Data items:

——

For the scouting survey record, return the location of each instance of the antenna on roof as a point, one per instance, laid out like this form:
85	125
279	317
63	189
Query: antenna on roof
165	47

——

* _WORK ORDER_
All of the entries, from the first line to the last, should be duplicated exactly.

* _EXERCISE SOLUTION_
For the scouting survey record, return the location of each instance of the antenna on roof as a point, one per instance, laid out like this form:
85	125
279	317
63	189
Query: antenna on roof
165	47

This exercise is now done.